Set down every record below exactly as it stands, minus the pictures.

··· RECORDS SHOWN ···

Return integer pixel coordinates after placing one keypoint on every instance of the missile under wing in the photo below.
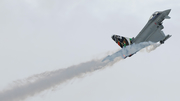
(152, 31)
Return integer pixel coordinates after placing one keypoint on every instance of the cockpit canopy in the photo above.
(154, 15)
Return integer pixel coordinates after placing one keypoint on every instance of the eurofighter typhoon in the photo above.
(152, 31)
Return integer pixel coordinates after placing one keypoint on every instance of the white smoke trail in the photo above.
(41, 82)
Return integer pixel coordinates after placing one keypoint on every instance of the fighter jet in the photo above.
(152, 31)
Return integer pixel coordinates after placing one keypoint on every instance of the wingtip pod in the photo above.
(167, 37)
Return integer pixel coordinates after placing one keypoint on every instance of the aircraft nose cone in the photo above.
(113, 37)
(167, 11)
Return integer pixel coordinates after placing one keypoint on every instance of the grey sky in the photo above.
(38, 36)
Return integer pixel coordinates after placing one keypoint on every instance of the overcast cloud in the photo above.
(41, 35)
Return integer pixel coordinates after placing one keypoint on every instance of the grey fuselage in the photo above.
(152, 30)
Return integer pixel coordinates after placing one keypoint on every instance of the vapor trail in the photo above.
(40, 82)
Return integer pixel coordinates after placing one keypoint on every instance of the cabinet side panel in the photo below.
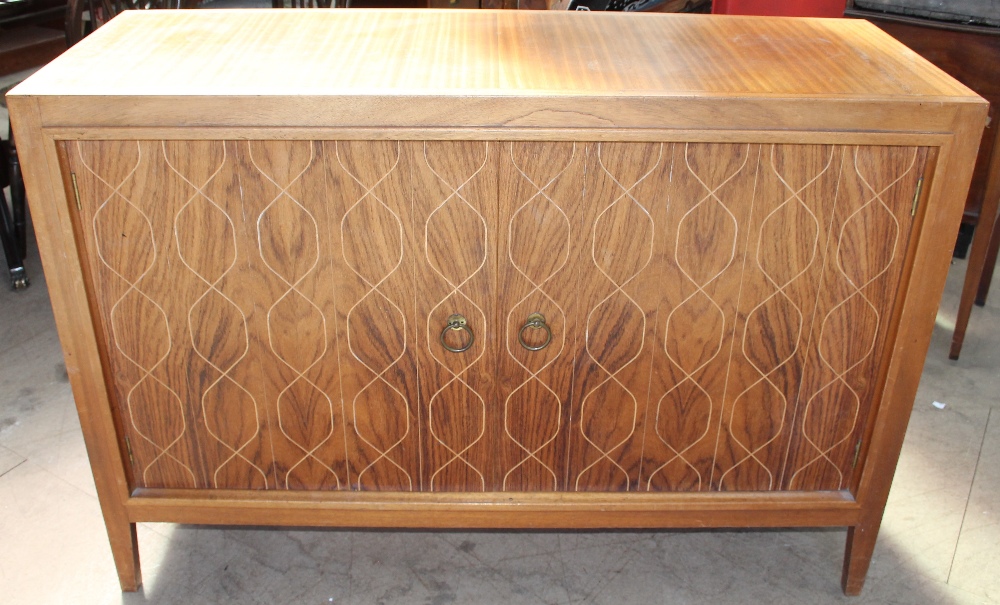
(788, 234)
(626, 187)
(294, 339)
(454, 216)
(372, 253)
(869, 237)
(701, 249)
(541, 198)
(162, 226)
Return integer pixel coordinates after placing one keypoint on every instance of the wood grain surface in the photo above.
(279, 209)
(490, 69)
(275, 310)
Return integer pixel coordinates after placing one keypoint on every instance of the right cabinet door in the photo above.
(718, 311)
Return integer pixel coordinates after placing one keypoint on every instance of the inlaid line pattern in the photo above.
(793, 196)
(235, 449)
(135, 393)
(287, 396)
(679, 451)
(368, 195)
(457, 452)
(626, 197)
(541, 191)
(876, 201)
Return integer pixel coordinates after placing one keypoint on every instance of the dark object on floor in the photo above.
(13, 223)
(964, 240)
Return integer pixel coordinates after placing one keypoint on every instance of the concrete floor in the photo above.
(940, 540)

···

● **EXERCISE RESPONSE**:
Return integer pixel coordinates after placing one keypoint on every instance of the missile under wing in the photo below.
(152, 31)
Return integer pixel coordinates after placing one keypoint on every instance of the cockpit canopy in the photo above.
(154, 15)
Return integer pixel coordinates after placing one keypoint on every instance of the eurofighter typhoon in the photo above.
(152, 31)
Return integer pixel coordinates after placing one keypoint on every instance of the white smoke trail in the photo above.
(41, 82)
Return integer pixel coordinates after placing one keypoint on every instance of the fighter jet in the photo above.
(152, 31)
Return integer pixel coordinates after placing one keypoint on every instance of the wingtip pod in the photo above.
(167, 37)
Return integer pixel coordinates after placing one keypoint on every instance of the aircraft nose cone in the photo above.
(113, 37)
(167, 11)
Return integer pixel coordinates after placing one keypoint on every instance of the grey sky in the photo above.
(38, 36)
Return integer pixel coordinates after placing one keypoint on every instance of the overcast cloud in the photo above.
(41, 35)
Return integer pixel coordinates after placing one keypoint on every instance of the grey fuselage in the photo above.
(152, 30)
Return integer pixel coordinates after placing one keypoint on every instance of the vapor trail in the photo above.
(40, 82)
Return integer pixel coordinates after placing one keypoint on every instance of the cabinet side panel in the photo below.
(788, 234)
(626, 187)
(294, 339)
(454, 216)
(372, 253)
(869, 237)
(701, 249)
(541, 198)
(162, 226)
Return integer pixel coordinates after placing one keypoint on every instance of the wood grain surface in the photo above.
(279, 209)
(490, 69)
(275, 310)
Return integer pixel coordinates after placing one keypoint on every instance of the right cabinet door in the photo above.
(718, 311)
Return integer pixel coordinates after placing one keypoint on every instance of the inlaid line pattern in the photo above.
(793, 196)
(235, 449)
(135, 393)
(287, 396)
(679, 451)
(368, 195)
(457, 452)
(626, 197)
(541, 191)
(876, 201)
Return integer pixel coordinates after placing one keypoint on every instance of the dark object on floor in the photo above.
(13, 223)
(964, 240)
Return integer pixel coordinates after placing one keypoint on every instance of the concrete floor in the photo above.
(940, 540)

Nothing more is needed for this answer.